Exercise details:
Beginning at the line that contains "the white house" and ending at the last line of the entries, write out each line exactly; include nothing outside that span.

Dataset records:
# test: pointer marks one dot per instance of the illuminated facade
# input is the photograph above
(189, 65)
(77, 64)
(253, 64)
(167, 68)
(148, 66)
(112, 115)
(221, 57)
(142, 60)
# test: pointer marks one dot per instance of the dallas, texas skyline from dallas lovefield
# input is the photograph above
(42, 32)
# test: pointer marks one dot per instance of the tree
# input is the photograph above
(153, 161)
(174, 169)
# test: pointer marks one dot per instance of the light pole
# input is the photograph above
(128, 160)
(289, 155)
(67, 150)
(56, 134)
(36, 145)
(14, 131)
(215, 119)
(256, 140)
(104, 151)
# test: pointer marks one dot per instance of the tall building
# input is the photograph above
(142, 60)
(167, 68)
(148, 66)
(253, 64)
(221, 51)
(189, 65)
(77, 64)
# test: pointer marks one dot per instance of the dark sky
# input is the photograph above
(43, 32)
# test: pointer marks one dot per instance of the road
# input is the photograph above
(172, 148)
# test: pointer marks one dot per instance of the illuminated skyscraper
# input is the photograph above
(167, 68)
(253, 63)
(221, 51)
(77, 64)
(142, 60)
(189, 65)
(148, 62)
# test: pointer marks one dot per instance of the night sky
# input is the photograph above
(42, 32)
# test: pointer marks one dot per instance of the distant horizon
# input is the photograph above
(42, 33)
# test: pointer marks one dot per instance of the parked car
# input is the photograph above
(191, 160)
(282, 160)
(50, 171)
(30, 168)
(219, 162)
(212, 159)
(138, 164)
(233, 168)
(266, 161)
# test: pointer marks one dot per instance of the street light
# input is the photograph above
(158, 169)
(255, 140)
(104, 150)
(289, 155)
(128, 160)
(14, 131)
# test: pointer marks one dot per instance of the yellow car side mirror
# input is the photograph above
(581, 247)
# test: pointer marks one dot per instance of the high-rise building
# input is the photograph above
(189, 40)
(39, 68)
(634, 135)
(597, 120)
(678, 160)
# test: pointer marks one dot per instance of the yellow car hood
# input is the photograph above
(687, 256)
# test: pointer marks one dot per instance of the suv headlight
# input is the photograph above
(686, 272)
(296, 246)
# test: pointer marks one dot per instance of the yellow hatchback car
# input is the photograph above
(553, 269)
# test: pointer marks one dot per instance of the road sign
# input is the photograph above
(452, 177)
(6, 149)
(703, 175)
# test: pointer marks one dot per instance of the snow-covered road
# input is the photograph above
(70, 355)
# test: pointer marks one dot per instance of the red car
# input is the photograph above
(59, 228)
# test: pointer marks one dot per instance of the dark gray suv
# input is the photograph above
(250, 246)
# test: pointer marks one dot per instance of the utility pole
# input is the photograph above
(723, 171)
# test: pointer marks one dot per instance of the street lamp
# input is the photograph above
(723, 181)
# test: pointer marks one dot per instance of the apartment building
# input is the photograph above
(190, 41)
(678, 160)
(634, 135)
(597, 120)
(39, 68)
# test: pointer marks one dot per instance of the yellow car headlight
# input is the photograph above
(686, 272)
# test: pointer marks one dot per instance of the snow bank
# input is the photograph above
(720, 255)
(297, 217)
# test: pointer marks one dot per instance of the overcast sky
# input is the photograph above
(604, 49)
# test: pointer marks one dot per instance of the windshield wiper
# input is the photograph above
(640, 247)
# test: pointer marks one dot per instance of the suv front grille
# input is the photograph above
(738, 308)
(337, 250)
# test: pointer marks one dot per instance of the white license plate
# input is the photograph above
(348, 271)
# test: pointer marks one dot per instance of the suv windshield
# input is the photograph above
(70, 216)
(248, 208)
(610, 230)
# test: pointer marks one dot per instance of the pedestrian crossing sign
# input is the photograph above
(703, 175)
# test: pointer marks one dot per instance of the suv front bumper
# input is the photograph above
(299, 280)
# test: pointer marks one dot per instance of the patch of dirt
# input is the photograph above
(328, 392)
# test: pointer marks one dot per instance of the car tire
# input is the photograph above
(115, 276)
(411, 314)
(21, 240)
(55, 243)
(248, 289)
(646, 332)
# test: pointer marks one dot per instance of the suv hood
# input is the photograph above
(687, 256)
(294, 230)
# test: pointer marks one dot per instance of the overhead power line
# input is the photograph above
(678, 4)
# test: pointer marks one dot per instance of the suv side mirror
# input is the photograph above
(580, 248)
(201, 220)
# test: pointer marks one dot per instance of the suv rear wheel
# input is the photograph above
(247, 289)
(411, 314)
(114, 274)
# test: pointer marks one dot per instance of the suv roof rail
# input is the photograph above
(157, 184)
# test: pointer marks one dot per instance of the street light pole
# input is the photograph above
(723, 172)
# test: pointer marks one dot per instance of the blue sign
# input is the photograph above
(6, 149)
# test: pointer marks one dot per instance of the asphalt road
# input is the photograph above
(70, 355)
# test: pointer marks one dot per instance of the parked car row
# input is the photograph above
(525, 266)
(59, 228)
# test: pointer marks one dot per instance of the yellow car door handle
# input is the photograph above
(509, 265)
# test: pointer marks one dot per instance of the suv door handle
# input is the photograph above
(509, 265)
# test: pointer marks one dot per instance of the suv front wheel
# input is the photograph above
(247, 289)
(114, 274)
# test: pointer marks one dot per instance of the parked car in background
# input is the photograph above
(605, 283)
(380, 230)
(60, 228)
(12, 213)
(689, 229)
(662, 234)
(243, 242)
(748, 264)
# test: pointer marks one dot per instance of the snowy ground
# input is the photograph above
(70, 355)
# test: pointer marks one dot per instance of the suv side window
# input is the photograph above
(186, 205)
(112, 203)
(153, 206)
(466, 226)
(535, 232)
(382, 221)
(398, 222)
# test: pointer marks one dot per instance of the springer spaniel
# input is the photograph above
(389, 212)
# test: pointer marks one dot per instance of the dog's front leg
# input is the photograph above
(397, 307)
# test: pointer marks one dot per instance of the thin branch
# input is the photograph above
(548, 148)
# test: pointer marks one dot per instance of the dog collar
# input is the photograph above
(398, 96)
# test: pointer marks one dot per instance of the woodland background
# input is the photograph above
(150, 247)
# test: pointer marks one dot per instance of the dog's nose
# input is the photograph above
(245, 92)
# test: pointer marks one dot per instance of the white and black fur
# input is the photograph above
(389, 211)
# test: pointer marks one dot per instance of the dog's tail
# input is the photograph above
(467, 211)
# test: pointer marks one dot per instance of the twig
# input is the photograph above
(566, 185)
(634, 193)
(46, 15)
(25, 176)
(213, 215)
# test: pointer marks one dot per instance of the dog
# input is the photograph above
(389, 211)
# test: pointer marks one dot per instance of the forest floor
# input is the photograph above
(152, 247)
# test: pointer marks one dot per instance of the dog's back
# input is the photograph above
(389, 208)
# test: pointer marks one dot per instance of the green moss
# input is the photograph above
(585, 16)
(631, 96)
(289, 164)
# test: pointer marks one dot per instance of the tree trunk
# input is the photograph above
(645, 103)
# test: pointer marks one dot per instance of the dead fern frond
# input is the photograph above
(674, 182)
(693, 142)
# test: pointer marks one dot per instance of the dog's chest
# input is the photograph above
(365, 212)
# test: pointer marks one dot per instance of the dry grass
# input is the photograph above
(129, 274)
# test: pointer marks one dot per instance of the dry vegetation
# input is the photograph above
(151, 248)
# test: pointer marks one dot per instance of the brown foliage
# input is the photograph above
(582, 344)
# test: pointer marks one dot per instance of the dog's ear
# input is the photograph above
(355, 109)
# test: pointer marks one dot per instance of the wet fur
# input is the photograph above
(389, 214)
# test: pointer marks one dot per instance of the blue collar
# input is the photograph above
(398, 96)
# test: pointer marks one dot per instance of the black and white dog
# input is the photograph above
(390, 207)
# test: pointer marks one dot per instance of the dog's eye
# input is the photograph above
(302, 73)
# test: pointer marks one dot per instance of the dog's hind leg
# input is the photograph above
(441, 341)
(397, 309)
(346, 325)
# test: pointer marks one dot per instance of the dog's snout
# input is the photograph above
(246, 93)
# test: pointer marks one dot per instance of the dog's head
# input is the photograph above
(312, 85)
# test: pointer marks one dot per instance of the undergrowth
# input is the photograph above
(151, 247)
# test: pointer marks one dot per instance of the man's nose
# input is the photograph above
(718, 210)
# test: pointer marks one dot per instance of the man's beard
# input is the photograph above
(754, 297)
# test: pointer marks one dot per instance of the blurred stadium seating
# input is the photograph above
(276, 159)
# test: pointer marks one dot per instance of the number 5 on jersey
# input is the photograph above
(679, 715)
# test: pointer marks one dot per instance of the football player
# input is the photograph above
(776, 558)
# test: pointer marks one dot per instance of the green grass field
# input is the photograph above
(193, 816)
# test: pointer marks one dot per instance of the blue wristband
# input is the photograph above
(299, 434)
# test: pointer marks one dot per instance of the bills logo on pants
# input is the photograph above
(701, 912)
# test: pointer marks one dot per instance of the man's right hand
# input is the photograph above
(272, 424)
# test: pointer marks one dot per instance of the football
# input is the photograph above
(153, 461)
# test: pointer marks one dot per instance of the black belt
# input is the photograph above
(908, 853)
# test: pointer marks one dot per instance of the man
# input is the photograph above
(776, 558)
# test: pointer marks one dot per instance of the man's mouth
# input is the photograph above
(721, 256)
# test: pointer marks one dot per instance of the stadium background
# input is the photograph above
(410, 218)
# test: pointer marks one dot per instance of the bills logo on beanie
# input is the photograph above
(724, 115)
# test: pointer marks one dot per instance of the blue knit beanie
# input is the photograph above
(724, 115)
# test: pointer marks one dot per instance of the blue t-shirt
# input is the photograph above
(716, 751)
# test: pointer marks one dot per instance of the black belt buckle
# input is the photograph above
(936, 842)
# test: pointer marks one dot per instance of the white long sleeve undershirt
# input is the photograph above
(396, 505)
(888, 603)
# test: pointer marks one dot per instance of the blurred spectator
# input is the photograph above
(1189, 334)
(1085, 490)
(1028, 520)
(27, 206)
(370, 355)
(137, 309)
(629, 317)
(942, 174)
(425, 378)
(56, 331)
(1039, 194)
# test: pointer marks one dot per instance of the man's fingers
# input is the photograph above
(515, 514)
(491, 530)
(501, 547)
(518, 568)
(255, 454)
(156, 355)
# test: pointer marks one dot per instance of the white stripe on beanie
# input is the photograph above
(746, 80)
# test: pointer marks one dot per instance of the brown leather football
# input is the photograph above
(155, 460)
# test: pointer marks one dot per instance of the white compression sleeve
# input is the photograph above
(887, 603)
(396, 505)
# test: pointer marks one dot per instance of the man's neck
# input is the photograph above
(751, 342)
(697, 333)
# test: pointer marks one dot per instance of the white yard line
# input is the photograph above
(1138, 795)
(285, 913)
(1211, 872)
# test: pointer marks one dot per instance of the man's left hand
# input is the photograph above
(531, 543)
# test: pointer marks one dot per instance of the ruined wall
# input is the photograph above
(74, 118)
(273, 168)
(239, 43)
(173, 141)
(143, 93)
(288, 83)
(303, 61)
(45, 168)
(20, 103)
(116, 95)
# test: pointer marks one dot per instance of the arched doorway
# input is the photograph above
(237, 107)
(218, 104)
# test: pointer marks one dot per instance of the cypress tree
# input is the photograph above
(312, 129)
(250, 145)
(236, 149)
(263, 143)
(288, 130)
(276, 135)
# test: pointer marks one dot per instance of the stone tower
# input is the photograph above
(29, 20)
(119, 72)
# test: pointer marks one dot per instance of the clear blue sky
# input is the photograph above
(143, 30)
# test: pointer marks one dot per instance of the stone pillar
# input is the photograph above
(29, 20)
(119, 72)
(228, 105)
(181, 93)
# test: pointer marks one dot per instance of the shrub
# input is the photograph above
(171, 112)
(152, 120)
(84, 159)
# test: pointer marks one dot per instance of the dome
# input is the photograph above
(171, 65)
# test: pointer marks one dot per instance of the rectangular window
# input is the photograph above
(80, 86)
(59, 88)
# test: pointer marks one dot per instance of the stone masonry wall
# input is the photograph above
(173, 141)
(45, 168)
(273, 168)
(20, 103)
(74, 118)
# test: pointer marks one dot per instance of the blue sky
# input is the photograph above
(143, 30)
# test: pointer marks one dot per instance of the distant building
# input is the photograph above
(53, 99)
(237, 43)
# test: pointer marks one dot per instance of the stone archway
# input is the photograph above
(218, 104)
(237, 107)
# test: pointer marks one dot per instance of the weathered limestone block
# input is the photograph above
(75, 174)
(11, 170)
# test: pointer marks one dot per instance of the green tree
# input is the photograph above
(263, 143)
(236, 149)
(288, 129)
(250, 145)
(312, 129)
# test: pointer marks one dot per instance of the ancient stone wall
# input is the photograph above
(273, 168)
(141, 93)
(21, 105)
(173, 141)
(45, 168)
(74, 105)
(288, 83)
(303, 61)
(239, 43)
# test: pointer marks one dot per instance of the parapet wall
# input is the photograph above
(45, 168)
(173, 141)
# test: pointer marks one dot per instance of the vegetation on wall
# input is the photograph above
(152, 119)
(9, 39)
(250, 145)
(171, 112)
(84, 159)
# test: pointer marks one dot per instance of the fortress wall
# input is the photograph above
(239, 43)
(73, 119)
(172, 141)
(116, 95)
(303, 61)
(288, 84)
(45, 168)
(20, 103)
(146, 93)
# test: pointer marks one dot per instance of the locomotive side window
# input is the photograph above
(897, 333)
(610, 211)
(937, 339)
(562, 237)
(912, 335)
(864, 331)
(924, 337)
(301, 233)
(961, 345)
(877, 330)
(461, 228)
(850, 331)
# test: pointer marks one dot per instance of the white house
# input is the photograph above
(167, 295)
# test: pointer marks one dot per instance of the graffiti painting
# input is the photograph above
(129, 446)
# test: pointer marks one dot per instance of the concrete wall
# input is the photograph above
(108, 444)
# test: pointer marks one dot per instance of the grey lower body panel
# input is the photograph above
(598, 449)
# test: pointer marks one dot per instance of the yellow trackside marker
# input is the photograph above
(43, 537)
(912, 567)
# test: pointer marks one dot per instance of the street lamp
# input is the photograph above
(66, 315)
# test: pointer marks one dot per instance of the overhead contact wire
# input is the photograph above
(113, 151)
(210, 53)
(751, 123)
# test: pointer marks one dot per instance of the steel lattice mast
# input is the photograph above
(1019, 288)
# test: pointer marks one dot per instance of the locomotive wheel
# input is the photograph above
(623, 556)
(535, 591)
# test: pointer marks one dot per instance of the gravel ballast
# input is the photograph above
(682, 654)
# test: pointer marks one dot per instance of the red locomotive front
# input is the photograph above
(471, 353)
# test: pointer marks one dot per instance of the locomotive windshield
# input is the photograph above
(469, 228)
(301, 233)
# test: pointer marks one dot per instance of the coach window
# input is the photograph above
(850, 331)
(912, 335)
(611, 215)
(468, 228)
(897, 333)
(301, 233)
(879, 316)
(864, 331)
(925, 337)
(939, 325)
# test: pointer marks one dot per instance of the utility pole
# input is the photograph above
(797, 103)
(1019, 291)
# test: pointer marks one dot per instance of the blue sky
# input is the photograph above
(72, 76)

Exercise response:
# test: pointer marks one dot per instance of the white house
# input is the photograph above
(167, 295)
# test: pointer marks one dot per instance of the graffiti painting
# input is the photograph above
(129, 446)
# test: pointer marks one dot per instance of the concrete wall
# input is the photograph above
(108, 444)
# test: pointer marks one dot per instance of the grey lower body panel
# input is the photograph above
(598, 449)
# test: pointer marks one dot per instance of the yellow trackside marker
# input is the photograph above
(43, 537)
(912, 567)
# test: pointer marks one dot per instance of the street lamp
# input is the photograph above
(66, 315)
# test: pointer marks one dot per instance of the overhead contact wire
# input is the photograph above
(113, 151)
(210, 53)
(751, 123)
# test: pointer marks one dot per instance of the steel lattice mast
# input is the photograph above
(1019, 288)
# test: pointer marks one dot per instance of the locomotive wheel
# input is the photograph above
(623, 556)
(535, 591)
# test: pointer marks one dot per instance of the gravel ballast
# input is the photograph above
(682, 654)
# test: pointer marks one dot per instance of the red locomotive front
# input is the photograph above
(471, 353)
# test: pointer marks one dot per instance of the locomotive windshield
# input is the photograph above
(469, 228)
(301, 233)
# test: pointer marks one dot per instance of the coach window
# input is the photograph above
(850, 331)
(912, 335)
(611, 215)
(468, 228)
(897, 333)
(301, 233)
(879, 316)
(864, 331)
(925, 337)
(939, 325)
# test: pointer marks one dot per instance of the utility pole
# input is the photograph above
(797, 103)
(1019, 291)
# test: pointer marks one dot per instance of the blue sky
# input is the photograph above
(72, 76)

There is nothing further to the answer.